--- Start of Records shown ---

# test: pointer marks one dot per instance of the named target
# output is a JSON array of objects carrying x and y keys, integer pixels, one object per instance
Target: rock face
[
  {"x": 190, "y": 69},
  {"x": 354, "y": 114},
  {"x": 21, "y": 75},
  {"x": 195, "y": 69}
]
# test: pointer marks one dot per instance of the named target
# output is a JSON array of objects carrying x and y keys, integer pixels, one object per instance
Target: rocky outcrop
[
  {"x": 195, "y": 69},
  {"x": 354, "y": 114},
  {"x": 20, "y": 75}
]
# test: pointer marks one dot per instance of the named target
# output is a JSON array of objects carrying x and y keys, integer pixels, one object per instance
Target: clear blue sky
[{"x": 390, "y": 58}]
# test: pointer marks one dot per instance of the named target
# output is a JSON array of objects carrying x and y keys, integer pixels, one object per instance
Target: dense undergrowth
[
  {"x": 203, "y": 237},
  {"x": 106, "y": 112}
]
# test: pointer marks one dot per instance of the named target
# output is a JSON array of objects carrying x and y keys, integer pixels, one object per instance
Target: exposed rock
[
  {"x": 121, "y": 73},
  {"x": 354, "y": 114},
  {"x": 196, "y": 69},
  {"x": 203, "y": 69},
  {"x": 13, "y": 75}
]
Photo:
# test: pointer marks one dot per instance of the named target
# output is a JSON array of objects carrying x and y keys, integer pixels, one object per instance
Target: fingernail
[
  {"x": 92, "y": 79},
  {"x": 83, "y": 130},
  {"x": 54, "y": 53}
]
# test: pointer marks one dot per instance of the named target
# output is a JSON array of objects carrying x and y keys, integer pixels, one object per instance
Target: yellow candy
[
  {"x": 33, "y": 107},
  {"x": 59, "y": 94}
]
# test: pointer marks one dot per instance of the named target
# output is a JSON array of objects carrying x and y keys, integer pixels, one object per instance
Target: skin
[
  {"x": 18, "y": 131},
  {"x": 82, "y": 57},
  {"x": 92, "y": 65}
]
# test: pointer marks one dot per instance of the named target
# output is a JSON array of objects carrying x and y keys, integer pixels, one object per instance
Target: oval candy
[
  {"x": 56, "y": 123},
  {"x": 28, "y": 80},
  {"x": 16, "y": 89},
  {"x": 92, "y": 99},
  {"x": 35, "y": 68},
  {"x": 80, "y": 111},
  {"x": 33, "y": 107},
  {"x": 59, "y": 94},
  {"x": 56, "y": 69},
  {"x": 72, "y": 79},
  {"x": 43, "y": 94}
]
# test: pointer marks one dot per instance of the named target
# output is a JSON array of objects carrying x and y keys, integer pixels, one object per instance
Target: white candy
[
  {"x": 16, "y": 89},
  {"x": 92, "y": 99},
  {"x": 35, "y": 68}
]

--- End of Records shown ---

- **Description of the task**: Return the whole listing exactly, with every line included.

- **Answer to the exercise**:
# test: pointer marks one dot per instance of the named target
# output is a JSON array of objects carrying x and y keys, integer pixels, one object per instance
Target: rock face
[
  {"x": 190, "y": 69},
  {"x": 354, "y": 114},
  {"x": 21, "y": 75},
  {"x": 195, "y": 69}
]
# test: pointer marks one dot per instance of the named target
# output is a JSON array of objects carrying x and y keys, integer pixels, one object per instance
Target: rocky outcrop
[
  {"x": 195, "y": 69},
  {"x": 354, "y": 114},
  {"x": 20, "y": 75}
]
# test: pointer marks one dot per instance of the named target
# output is a JSON array of objects carrying x and y keys, integer pixels, one object per instance
Target: clear blue sky
[{"x": 390, "y": 58}]
# test: pointer marks one dot per instance of the named target
# output is a JSON array of objects carrying x and y keys, integer pixels, one object per instance
Target: dense undergrowth
[
  {"x": 203, "y": 237},
  {"x": 106, "y": 112}
]
# test: pointer marks one dot per instance of the named target
# output is a JSON array of objects carrying x and y keys, integer pixels, one object per instance
Target: exposed rock
[
  {"x": 121, "y": 73},
  {"x": 354, "y": 114},
  {"x": 196, "y": 69},
  {"x": 203, "y": 69},
  {"x": 13, "y": 75}
]
Photo:
# test: pointer marks one dot per instance of the named target
# output is a JSON array of objects carrying x and y keys, integer pixels, one object per instance
Target: fingernail
[
  {"x": 92, "y": 79},
  {"x": 83, "y": 130},
  {"x": 54, "y": 53}
]
# test: pointer marks one dot per instance of the named target
# output is a JSON array of objects carrying x and y keys, integer pixels, one object per instance
Target: yellow candy
[
  {"x": 33, "y": 107},
  {"x": 59, "y": 94}
]
# test: pointer marks one dot per instance of the named target
# output is a JSON array of objects carrying x and y keys, integer pixels, one object per instance
Target: skin
[
  {"x": 18, "y": 131},
  {"x": 82, "y": 57},
  {"x": 92, "y": 65}
]
# test: pointer marks one dot per instance of the named target
# output is a JSON array of objects carrying x and y keys, integer pixels, one object per instance
Target: oval candy
[
  {"x": 56, "y": 123},
  {"x": 28, "y": 80},
  {"x": 16, "y": 89},
  {"x": 92, "y": 99},
  {"x": 35, "y": 68},
  {"x": 80, "y": 111},
  {"x": 33, "y": 107},
  {"x": 59, "y": 94},
  {"x": 56, "y": 69},
  {"x": 72, "y": 79},
  {"x": 43, "y": 94}
]
# test: pointer marks one dot per instance of the named target
# output is a JSON array of objects carrying x and y keys, integer pixels, one object per instance
Target: white candy
[
  {"x": 16, "y": 89},
  {"x": 92, "y": 99},
  {"x": 35, "y": 68}
]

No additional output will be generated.